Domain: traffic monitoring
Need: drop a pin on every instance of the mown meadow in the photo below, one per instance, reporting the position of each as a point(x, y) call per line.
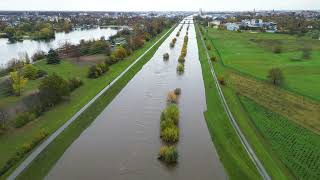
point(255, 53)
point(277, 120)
...
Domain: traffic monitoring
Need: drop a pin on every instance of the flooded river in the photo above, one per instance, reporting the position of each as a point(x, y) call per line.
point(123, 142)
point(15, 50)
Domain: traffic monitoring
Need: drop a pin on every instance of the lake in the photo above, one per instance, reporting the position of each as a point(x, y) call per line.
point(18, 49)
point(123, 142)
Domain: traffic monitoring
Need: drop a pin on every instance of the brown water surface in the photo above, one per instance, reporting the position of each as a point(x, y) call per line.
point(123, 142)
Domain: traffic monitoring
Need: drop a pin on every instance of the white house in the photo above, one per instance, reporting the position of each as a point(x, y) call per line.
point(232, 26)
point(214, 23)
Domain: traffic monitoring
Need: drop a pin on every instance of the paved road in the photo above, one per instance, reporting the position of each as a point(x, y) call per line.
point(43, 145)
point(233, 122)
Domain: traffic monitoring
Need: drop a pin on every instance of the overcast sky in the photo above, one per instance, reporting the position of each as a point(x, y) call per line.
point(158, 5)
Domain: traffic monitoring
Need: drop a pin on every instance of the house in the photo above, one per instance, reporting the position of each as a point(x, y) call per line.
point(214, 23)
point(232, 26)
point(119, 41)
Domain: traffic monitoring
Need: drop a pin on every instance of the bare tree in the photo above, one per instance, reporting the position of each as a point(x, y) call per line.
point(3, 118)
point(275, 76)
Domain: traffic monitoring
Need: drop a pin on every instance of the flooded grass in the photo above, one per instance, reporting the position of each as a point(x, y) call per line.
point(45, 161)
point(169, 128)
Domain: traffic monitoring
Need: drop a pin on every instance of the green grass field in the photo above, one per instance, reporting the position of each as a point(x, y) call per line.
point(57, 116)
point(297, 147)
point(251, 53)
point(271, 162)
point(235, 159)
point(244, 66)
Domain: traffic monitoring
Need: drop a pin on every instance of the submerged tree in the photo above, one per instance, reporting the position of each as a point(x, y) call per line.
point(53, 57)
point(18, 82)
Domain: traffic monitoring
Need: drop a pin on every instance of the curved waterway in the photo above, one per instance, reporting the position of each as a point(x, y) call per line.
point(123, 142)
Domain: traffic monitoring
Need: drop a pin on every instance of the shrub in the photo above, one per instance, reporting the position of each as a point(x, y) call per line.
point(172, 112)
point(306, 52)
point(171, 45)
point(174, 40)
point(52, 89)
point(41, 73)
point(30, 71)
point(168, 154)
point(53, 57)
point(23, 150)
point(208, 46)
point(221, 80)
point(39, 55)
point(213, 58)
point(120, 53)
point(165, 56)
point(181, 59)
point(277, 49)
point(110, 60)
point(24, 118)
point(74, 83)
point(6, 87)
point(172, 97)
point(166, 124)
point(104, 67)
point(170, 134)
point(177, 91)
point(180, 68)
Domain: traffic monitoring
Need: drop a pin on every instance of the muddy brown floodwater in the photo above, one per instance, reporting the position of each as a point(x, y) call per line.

What is asked:
Return every line of the material above that contains the string "brown", matching case exactly.

Answer for this exercise:
Need: drop a pin on every instance of the brown water surface in the photo above, one per instance, reporting the position of each as a point(x, y) call per line.
Need: drop a pin on every instance of the muddy brown floodwater in the photo above, one per instance, reporting the position of each as a point(x, y) call per line.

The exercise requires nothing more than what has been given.